# [TEKS YANG DIBERIKAN]
Undang-Undang No 8 Tahun 1999 tentang Perlindungan Konsumen (UUPK 1999) mengelompokan norma-norma perlindungan konsumen (hukum materiil) ke dalam dua kelompok, yaitu:
Perbuatan yang dilarang bagi pelaku usaha (Bab IV UUPK 1999) dan
Ketentuan pencantuman klausula baku (Bab V UUPK 1999). Pengelompokan tersebut ditujukan untuk memberikan perlindungan terhadap konsumen akibat perbuatan yang dilakukan pelaku usaha.
Menurut Taufik Simatupang bidang-bidang perlindungan konsumen dapat dirinci sebagai berikut :
Keselamatan fisik
Peningkatan serta perlindungan kepentingan ekonomis konsumen.
Standar untuk keselamatan dan kualitas barang dan jasa.
Pemerataan fasilitas kebutuhan pokok.
Upaya -upaya untuk memungkinkan konsumen untuk melaksanakan tuntutan ganti kerugian.
Program pendidikan dan penyebarluasan informasi.
Pengaturan masalah - masalah khusus seperti makanan,minuman, obat - obatan dan kosmetik.

# [ITEM YANG DITAMPILKAN]
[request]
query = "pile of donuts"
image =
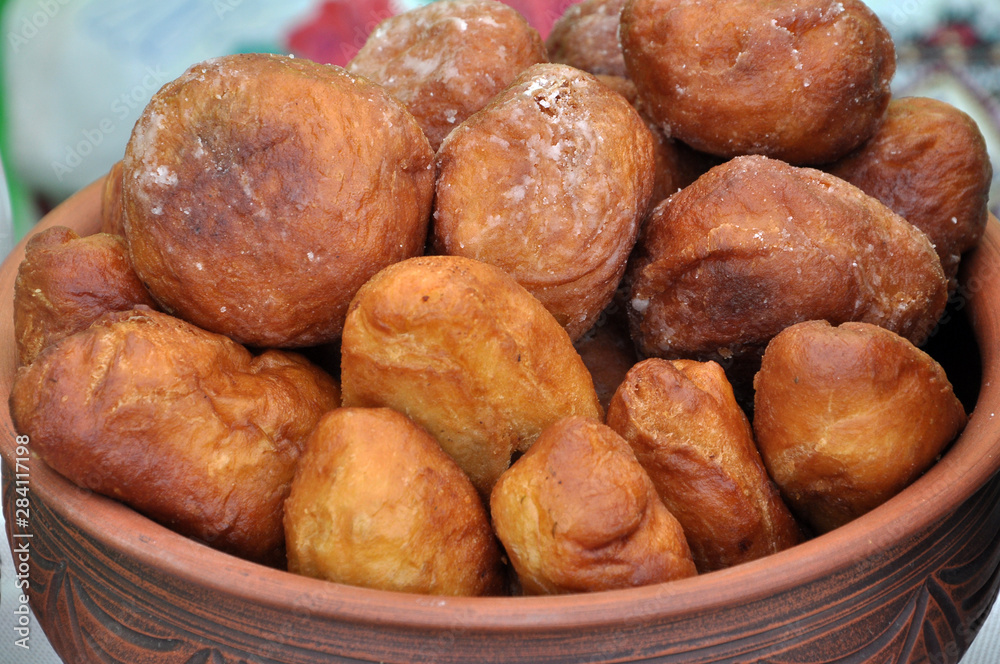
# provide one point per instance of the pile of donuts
(485, 314)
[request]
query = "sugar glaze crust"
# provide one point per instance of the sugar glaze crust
(756, 245)
(261, 191)
(550, 183)
(446, 60)
(804, 81)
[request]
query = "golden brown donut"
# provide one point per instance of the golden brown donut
(112, 215)
(805, 81)
(464, 351)
(549, 182)
(66, 282)
(848, 416)
(577, 513)
(928, 163)
(261, 191)
(586, 37)
(376, 502)
(686, 429)
(447, 59)
(756, 245)
(185, 426)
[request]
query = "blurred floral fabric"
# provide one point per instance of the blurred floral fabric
(76, 74)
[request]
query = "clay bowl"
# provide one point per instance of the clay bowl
(911, 581)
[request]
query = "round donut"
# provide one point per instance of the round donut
(446, 60)
(549, 183)
(261, 191)
(804, 81)
(928, 163)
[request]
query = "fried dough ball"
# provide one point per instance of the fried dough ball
(464, 351)
(805, 81)
(577, 513)
(549, 182)
(66, 282)
(928, 163)
(262, 191)
(447, 59)
(586, 37)
(112, 215)
(756, 245)
(686, 429)
(185, 426)
(846, 417)
(377, 503)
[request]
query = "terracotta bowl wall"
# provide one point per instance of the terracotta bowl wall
(911, 581)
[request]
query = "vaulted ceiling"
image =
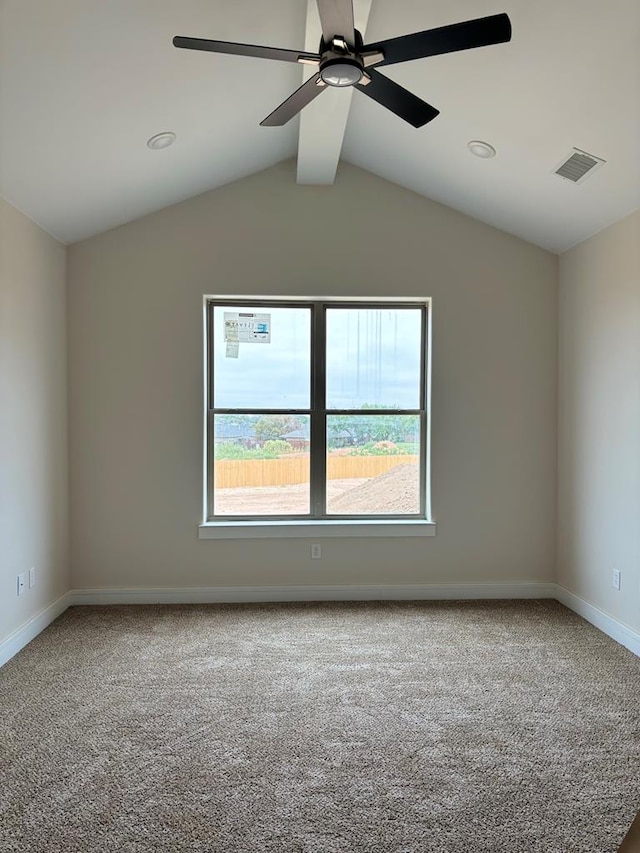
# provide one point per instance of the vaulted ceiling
(85, 83)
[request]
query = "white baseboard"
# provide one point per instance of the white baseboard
(356, 592)
(19, 639)
(623, 634)
(618, 631)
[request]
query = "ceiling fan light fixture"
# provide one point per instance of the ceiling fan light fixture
(341, 72)
(481, 149)
(161, 140)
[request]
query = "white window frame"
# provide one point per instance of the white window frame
(278, 527)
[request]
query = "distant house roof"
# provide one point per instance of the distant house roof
(296, 435)
(225, 430)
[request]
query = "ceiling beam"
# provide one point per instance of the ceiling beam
(323, 122)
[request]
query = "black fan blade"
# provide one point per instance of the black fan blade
(256, 50)
(336, 17)
(397, 99)
(294, 103)
(477, 33)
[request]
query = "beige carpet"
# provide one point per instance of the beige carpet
(311, 728)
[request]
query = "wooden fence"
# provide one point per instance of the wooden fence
(286, 471)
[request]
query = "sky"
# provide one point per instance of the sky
(373, 357)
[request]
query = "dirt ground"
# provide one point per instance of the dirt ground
(396, 491)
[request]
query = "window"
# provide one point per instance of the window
(316, 410)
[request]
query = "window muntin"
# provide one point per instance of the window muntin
(351, 447)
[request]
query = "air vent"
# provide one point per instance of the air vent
(578, 165)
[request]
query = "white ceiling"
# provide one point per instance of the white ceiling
(84, 84)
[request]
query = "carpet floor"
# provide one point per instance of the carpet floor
(487, 727)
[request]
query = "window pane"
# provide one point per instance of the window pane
(261, 357)
(261, 464)
(373, 464)
(373, 358)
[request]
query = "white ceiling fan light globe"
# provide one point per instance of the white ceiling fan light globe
(161, 140)
(481, 149)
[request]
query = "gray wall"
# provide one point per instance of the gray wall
(599, 420)
(33, 418)
(135, 337)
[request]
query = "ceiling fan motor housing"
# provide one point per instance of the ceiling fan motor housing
(341, 71)
(341, 64)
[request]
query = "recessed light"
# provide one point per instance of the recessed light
(161, 140)
(481, 149)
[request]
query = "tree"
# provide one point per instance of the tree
(271, 427)
(362, 429)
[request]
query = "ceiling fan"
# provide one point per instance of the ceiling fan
(343, 60)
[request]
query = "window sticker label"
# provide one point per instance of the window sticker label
(247, 328)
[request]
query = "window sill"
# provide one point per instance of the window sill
(314, 529)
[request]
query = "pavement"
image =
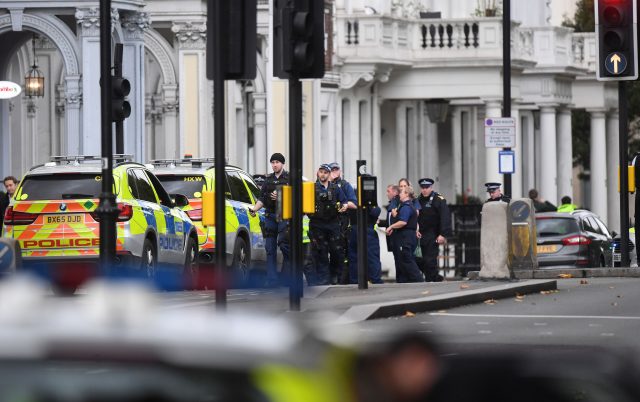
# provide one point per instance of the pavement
(348, 304)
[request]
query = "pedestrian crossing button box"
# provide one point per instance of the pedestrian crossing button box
(367, 191)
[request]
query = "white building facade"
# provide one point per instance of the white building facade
(389, 60)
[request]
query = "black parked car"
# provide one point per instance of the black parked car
(576, 239)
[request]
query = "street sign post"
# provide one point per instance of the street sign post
(500, 132)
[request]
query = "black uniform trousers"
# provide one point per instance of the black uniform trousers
(405, 243)
(326, 241)
(430, 250)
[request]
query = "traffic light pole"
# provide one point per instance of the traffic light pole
(295, 230)
(623, 128)
(219, 154)
(363, 261)
(506, 77)
(107, 210)
(117, 71)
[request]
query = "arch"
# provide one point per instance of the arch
(162, 51)
(55, 30)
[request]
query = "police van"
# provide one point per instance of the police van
(53, 217)
(192, 176)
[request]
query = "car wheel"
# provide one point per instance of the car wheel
(190, 271)
(241, 259)
(149, 261)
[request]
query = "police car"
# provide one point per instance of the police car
(53, 216)
(191, 176)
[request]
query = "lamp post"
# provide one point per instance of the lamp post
(34, 80)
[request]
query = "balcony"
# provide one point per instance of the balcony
(404, 42)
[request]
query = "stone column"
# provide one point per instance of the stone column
(401, 140)
(456, 151)
(517, 176)
(71, 139)
(598, 163)
(260, 130)
(193, 103)
(493, 108)
(170, 139)
(133, 27)
(89, 142)
(613, 162)
(565, 155)
(548, 155)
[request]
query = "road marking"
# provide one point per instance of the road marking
(590, 317)
(198, 303)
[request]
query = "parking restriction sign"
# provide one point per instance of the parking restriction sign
(500, 132)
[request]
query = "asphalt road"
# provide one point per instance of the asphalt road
(600, 312)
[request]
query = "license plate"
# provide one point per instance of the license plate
(547, 249)
(66, 218)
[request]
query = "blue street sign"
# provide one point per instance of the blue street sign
(615, 63)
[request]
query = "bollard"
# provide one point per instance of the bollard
(495, 241)
(524, 254)
(10, 256)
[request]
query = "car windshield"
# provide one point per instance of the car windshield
(546, 227)
(99, 381)
(61, 186)
(189, 185)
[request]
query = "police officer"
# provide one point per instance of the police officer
(275, 233)
(434, 226)
(339, 271)
(403, 229)
(324, 226)
(373, 248)
(495, 194)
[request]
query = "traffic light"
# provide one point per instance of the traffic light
(617, 45)
(298, 33)
(237, 27)
(120, 108)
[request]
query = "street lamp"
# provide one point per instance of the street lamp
(34, 80)
(437, 110)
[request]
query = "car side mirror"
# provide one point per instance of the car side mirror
(180, 200)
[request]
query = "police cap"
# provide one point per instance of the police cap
(277, 157)
(426, 182)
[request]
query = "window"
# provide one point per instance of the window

# [TUGAS WAJIB A]
Tentukan apakah setiap pernyataan berikut sesuai dengan teks tentang perlindungan konsumen. Jawab ya atau tidak, lalu kutip kata-kata penentunya dari teks: (i) UUPK 1999 membagi norma perlindungan konsumen ke dalam dua kelompok; (ii) ketentuan pencantuman klausula baku diatur dalam Bab IV UUPK 1999; (iii) Taufik Simatupang memasukkan program pendidikan dan penyebarluasan informasi sebagai salah satu bidang perlindungan konsumen.
# [TUGAS WAJIB B]
Ringkas paragraf dalam teks tentang perlindungan konsumen yang diawali "Undang-Undang No 8 Tahun 1999" tanpa menghilangkan fakta utamanya.
# [TUGAS WAJIB C]
Salin persis bagian teks tentang perlindungan konsumen, mulai dari "Standar untuk keselamatan" dan terus sampai "dan penyebarluasan informasi.".
Item-item di atas diambil dari sumber lain.

# [PENYELESAIAN A]
(i) Ya: "mengelompokan norma-norma perlindungan konsumen (hukum materiil) ke dalam dua kelompok"
(ii) Tidak: "Ketentuan pencantuman klausula baku (Bab V UUPK 1999)"
(iii) Ya: "Program pendidikan dan penyebarluasan informasi."

# [PENYELESAIAN B]
UUPK 1999 membagi norma perlindungan konsumen (hukum materiil) menjadi dua kelompok, yaitu perbuatan yang dilarang bagi pelaku usaha (Bab IV) dan ketentuan pencantuman klausula baku (Bab V). Pembagian ini bertujuan melindungi konsumen dari akibat perbuatan pelaku usaha.

# [PENYELESAIAN C]
Standar untuk keselamatan dan kualitas barang dan jasa.
Pemerataan fasilitas kebutuhan pokok.
Upaya -upaya untuk memungkinkan konsumen untuk melaksanakan tuntutan ganti kerugian.
Program pendidikan dan penyebarluasan informasi.